Restate the listing that follows word for word, without its pictures.

[EXERCISE INPUTS]
"""
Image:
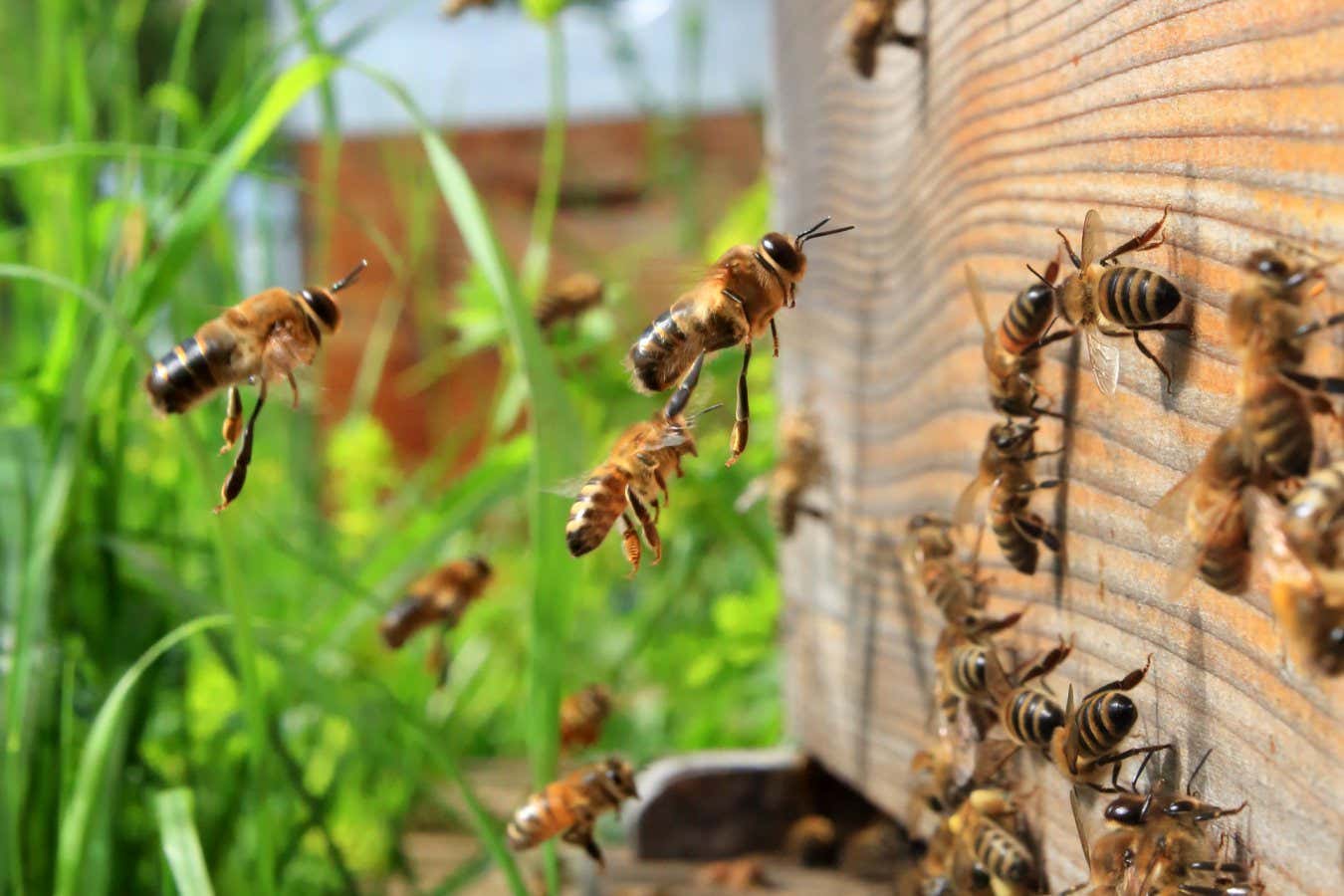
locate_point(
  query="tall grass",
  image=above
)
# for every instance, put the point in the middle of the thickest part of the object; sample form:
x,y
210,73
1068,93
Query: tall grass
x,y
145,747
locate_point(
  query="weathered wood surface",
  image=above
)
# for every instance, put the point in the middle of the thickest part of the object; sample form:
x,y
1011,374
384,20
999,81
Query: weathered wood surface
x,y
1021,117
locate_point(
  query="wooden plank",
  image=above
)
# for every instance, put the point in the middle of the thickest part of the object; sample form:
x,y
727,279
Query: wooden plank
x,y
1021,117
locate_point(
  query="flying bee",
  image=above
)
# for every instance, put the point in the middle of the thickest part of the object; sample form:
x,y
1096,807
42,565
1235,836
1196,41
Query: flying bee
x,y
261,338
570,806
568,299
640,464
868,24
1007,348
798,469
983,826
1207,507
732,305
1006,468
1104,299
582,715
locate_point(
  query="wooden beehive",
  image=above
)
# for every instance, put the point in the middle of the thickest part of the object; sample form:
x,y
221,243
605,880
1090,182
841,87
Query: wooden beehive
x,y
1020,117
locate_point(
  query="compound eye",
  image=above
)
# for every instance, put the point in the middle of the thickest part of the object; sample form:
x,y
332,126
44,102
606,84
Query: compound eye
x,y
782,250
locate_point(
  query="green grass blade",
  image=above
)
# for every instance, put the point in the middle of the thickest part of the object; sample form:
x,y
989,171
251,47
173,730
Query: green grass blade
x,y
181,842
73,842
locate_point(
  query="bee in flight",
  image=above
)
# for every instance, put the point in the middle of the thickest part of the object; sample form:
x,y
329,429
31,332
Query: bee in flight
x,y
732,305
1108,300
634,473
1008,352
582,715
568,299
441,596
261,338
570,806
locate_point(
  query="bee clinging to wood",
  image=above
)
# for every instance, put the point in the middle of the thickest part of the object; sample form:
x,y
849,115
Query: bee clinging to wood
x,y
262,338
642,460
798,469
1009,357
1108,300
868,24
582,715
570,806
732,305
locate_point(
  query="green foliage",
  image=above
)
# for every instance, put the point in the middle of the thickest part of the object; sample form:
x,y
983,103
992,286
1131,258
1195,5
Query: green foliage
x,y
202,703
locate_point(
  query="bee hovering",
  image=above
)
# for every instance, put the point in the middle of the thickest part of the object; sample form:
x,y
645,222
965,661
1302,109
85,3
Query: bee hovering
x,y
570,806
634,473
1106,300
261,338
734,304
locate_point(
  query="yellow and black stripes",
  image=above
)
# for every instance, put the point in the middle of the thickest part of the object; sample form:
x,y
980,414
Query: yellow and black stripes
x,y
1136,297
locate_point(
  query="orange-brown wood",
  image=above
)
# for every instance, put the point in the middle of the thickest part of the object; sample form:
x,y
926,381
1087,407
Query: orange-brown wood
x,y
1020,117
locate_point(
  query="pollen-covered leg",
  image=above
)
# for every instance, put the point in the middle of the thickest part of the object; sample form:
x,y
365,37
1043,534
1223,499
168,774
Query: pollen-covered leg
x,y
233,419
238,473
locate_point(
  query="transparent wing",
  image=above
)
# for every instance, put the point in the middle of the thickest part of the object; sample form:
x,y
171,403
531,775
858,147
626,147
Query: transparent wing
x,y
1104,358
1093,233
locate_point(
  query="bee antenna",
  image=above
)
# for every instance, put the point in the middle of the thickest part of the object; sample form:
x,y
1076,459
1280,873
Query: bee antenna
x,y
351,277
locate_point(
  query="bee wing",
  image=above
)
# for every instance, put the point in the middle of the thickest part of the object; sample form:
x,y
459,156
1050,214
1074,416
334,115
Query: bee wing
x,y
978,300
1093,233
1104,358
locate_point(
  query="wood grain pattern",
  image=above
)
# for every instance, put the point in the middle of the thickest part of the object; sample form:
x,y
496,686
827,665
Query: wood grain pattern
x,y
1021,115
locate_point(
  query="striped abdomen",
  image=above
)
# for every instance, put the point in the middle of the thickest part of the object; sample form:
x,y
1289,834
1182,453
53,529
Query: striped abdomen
"""
[RESULT]
Image:
locate_point(
  query="tall grass",
  image=above
)
# for every instance, put the point in the middle of the thickest part of the object; sample form:
x,y
210,73
1068,93
Query: tall grass
x,y
145,747
locate_point(
  query="weathered wood surface",
  image=above
)
# for every instance, put the point in the middle of the thickest part of the object; sample form:
x,y
1011,374
384,20
999,81
Query: weathered wood surface
x,y
1021,117
locate_point(
  query="wooden plank",
  image=above
)
# for every instance, put the point in the middle of the thickest part of the object; sample form:
x,y
727,279
Query: wooden plank
x,y
1021,117
locate_point(
  query="flying bee",
  image=above
)
# for every instance, put the point in the middle of the thickest part of the object; sample form:
x,y
1096,807
42,565
1235,836
1196,41
Query: flying bee
x,y
261,338
570,806
568,299
640,464
868,24
1007,348
798,469
983,826
1207,507
732,305
1006,468
1104,299
582,715
locate_point(
  query="wooden beehive",
  image=above
)
# for every instance, put the point in the middle of the thickest part of the object; sample form:
x,y
221,243
605,880
1090,182
841,87
Query: wooden beehive
x,y
1020,117
locate_point(
  query="compound eye",
  image=above
)
# for every instance, put the point in the middle of the thickest part of the object; sample form:
x,y
332,126
44,102
606,84
Query: compound eye
x,y
782,250
locate_point(
  query="green grass blade",
  image=above
)
# for every instance, put the point in the middle of the thickest part of the object; sample form:
x,y
989,171
251,47
173,730
Query: green grass blade
x,y
181,842
73,842
locate_point(
  query="bee in flight",
  image=above
)
# for every instance, put the point in the middle of the thickest part of the object; sample form:
x,y
329,429
31,332
Query: bee in flight
x,y
732,305
1108,300
634,473
1008,352
582,715
568,299
441,596
261,338
570,806
locate_point(
  query="bee clinging to wood",
  image=above
)
# for every instance, put the point in the middle of the thickest part of the object; sample form:
x,y
849,115
Query: bee clinging to wood
x,y
262,338
642,460
798,469
1009,357
1108,300
868,24
582,715
570,806
732,305
locate_point(
  query="green foliage",
  image=above
)
# for every instance, put the point in the middle of the thickest part of the object; sample form:
x,y
983,103
992,286
1131,258
1195,5
Query: green foliage
x,y
202,703
locate_point(
  query="bee hovering",
  image=above
)
# for every instance, put the point in the middle of the thickest part of the object; sample form:
x,y
645,222
965,661
1302,109
85,3
Query: bee hovering
x,y
570,806
634,473
1106,300
261,338
734,304
locate_point(
  query="yellow and black stripes",
  image=above
)
# for every instance, put the point in the middle of the thickest part of the object; sample form:
x,y
980,414
Query: yellow and black stripes
x,y
1136,297
locate_point(
  query="orange-brown wood",
  image=above
)
# for every instance, put the point in the middle of the thickest part of the object; sample form:
x,y
926,381
1087,407
Query: orange-brown wood
x,y
1020,117
locate_point(
  query="pollen-covered leg",
  image=above
)
# for every instance, put the point in the middle of the thickest part of the object; sample form:
x,y
365,37
1043,534
1223,499
168,774
Query: pollen-covered leg
x,y
233,419
238,473
locate_point(
  query="transparent wing",
  image=above
)
# for every instance, put the point in the middle of the thickest part of the object; sample form:
x,y
171,403
531,775
858,147
626,147
Query: transparent wing
x,y
1104,358
1093,233
locate_point(
  query="bee antenna",
  image=above
)
# for every instance, put the point in the middle of the thickest part of the object; sample form:
x,y
1076,459
1280,873
Query: bee antenna
x,y
351,277
locate_point(
  query="bee wing",
  image=above
)
# for every instance, put the point in the middle of the thickest part of the object; sample form:
x,y
459,156
1050,214
1074,416
334,115
Query: bee wing
x,y
978,300
1093,233
1104,358
locate_point(
  query="wood grain pattern",
  image=above
)
# for every instance, put the point in the middle of the thickest part of the object; sample form:
x,y
496,686
827,665
Query: wood grain pattern
x,y
1021,115
locate_point(
  query="striped abdomen",
  image=above
)
# for every instance, put the point in the middle of the thickest part of the object; sample form:
x,y
1289,834
1182,453
53,529
Query: striped abdomen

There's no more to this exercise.